(ACTIVITY)
All of the data, from the first line to the last, should be reproduced without alteration.

Saved data entries:
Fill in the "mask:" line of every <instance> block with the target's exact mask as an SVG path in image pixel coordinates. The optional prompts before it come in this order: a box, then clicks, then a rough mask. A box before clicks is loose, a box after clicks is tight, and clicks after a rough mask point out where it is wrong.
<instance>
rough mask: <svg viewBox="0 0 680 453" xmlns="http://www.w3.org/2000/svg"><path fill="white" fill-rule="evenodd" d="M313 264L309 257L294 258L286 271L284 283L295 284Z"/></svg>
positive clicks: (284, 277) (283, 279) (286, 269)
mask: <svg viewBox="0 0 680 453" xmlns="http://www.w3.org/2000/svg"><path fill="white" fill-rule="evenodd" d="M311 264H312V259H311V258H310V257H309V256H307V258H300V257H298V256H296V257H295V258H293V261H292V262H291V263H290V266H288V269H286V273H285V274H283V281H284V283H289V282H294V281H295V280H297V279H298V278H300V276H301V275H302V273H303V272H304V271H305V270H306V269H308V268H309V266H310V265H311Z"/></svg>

(OUTPUT OF THE TASK)
Fill in the "mask:" line of every <instance> block with the target's exact mask as an SVG path in image pixel coordinates. The optional prompts before it come in this order: a box, then clicks, then a rough mask. A box before clicks is loose, a box after clicks is tight, and clicks after a rough mask point out where it is wrong.
<instance>
rough mask: <svg viewBox="0 0 680 453" xmlns="http://www.w3.org/2000/svg"><path fill="white" fill-rule="evenodd" d="M313 264L309 257L294 258L286 271L284 283L295 284Z"/></svg>
positive clicks: (284, 277) (283, 279) (286, 269)
mask: <svg viewBox="0 0 680 453" xmlns="http://www.w3.org/2000/svg"><path fill="white" fill-rule="evenodd" d="M311 264H312V259H311V258H310V257H309V256H307V258H300V257H298V256H296V257H295V258H293V261H292V262H291V263H290V266H288V269H286V273H285V274H283V281H284V283H289V282H294V281H295V280H297V279H298V278H300V276H301V275H302V273H303V272H304V271H305V270H306V269H308V268H309V266H310V265H311Z"/></svg>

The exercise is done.